Goal of the exercise –
Give the items from the line with "Segment the grassy" to the line with "155 124 L 155", both included, as a two-column CSV with the columns instruction and output. Use one row per item, with its text and its answer each in a single quoted field and line breaks turned into spaces.

● ● ●

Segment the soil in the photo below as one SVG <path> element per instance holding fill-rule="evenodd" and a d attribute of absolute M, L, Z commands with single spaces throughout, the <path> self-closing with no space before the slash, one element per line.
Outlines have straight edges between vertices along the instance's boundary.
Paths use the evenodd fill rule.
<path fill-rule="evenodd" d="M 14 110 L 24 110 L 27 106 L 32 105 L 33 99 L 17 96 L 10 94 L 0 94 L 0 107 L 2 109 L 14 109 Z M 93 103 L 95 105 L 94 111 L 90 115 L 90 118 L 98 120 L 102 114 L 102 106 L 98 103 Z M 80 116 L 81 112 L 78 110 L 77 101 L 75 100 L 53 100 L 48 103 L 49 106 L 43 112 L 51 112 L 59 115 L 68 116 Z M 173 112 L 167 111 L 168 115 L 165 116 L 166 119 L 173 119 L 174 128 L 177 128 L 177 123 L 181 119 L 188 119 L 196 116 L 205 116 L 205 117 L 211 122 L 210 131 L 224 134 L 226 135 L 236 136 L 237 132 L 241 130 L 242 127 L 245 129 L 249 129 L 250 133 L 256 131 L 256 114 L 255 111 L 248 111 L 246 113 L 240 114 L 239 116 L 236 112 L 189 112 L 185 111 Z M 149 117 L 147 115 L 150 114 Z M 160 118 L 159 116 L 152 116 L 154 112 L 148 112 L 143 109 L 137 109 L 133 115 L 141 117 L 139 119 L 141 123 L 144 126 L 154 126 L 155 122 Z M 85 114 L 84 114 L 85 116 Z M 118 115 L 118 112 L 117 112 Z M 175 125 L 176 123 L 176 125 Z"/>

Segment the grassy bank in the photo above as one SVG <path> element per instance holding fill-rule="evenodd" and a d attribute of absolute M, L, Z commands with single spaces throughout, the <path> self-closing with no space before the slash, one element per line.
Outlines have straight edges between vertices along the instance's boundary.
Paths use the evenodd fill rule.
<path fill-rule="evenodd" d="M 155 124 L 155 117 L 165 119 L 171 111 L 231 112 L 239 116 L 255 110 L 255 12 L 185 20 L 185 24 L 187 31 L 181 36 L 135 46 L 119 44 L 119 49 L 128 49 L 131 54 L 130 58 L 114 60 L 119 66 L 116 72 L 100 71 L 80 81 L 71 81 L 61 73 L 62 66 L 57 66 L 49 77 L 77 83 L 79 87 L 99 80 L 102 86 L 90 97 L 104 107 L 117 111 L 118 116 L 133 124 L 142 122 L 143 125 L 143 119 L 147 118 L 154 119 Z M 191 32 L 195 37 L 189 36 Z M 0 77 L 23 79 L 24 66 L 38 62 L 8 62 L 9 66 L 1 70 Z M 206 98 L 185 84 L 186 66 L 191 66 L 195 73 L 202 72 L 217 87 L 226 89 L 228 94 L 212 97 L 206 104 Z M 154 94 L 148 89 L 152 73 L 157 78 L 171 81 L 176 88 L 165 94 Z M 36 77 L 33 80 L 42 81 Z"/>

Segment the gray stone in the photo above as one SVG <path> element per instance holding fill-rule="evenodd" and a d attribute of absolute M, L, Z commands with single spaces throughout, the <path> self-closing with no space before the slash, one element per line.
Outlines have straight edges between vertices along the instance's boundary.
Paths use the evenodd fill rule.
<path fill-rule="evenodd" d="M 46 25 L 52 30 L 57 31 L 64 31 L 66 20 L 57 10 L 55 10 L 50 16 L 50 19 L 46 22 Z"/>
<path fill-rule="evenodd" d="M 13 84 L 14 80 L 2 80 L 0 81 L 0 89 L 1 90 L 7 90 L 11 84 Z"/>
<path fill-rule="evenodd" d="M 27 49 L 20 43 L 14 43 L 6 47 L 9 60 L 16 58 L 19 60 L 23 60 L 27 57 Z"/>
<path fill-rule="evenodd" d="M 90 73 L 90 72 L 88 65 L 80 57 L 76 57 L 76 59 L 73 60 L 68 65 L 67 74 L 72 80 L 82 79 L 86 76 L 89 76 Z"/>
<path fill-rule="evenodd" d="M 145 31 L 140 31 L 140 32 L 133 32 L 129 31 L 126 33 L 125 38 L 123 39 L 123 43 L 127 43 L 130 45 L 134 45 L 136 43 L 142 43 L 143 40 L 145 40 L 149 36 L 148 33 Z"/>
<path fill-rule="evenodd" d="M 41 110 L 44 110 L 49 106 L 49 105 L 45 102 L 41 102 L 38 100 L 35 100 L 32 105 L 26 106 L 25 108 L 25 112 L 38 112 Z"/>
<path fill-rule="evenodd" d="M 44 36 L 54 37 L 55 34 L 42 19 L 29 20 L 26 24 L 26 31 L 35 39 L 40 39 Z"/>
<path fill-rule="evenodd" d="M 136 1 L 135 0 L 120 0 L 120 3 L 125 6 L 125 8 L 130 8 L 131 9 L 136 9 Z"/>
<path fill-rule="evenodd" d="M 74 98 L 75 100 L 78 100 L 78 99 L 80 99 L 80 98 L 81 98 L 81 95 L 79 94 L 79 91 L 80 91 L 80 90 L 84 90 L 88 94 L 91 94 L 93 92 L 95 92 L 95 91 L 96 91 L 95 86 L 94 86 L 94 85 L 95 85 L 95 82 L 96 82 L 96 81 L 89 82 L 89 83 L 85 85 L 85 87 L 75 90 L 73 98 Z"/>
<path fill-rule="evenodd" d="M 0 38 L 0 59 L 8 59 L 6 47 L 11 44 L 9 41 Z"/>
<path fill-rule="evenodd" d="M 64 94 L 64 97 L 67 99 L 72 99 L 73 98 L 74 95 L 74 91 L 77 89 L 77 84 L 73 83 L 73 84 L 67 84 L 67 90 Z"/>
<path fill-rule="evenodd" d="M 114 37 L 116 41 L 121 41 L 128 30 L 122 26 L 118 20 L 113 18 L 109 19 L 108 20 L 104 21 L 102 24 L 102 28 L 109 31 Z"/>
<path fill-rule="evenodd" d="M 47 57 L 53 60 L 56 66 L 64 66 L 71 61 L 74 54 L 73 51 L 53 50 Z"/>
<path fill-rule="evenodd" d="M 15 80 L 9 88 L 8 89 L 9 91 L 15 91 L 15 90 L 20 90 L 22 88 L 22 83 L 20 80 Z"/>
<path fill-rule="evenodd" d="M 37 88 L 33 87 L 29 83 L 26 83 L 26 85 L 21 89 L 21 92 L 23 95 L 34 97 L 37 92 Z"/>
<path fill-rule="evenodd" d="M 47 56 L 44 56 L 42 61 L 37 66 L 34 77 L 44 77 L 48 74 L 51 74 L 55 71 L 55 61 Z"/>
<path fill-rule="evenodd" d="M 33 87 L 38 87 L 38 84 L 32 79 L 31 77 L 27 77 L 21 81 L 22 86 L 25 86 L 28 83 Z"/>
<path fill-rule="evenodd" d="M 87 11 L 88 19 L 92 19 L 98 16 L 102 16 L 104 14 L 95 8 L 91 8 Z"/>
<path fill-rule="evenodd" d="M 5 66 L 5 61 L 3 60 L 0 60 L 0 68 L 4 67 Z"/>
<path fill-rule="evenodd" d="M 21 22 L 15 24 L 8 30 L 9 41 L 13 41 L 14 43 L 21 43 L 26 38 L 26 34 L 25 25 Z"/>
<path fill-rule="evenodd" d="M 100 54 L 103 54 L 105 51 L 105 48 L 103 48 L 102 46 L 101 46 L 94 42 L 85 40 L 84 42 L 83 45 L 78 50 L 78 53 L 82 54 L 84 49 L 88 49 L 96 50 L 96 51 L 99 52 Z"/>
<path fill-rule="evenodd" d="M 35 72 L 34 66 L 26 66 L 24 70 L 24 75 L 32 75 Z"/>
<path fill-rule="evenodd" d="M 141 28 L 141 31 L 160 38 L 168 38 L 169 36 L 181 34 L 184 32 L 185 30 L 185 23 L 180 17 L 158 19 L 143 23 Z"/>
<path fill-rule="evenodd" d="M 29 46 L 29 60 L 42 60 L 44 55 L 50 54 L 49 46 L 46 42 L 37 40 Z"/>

● ● ●

Answer to the exercise –
instruction,output
"Segment the grassy bank in the photo above as one SVG <path> element per instance holding fill-rule=""evenodd"" and a d attribute of absolute M, L, Z commands with single spaces throughout, the <path> self-closing with no space before the slash, one element per line. Outlines have straight edges between vertices along the instance's boundary. Paths use the evenodd fill rule.","<path fill-rule=""evenodd"" d=""M 155 124 L 155 117 L 165 119 L 171 111 L 231 112 L 239 116 L 255 110 L 255 12 L 185 20 L 185 24 L 187 31 L 181 36 L 135 46 L 119 44 L 119 49 L 128 49 L 131 54 L 130 58 L 114 60 L 119 66 L 116 72 L 100 71 L 80 81 L 71 81 L 61 73 L 62 66 L 57 66 L 49 77 L 77 83 L 79 87 L 99 80 L 102 86 L 90 97 L 104 107 L 117 111 L 118 116 L 133 124 L 142 122 L 143 125 L 143 119 L 147 118 L 154 119 Z M 191 32 L 195 37 L 189 36 Z M 0 77 L 23 79 L 24 66 L 38 62 L 8 62 L 9 66 L 1 70 Z M 206 98 L 185 84 L 186 66 L 191 66 L 195 73 L 202 72 L 217 87 L 226 89 L 228 94 L 212 97 L 206 104 Z M 154 94 L 148 89 L 152 73 L 157 78 L 171 81 L 176 88 L 165 94 Z M 36 77 L 33 80 L 42 81 Z""/>"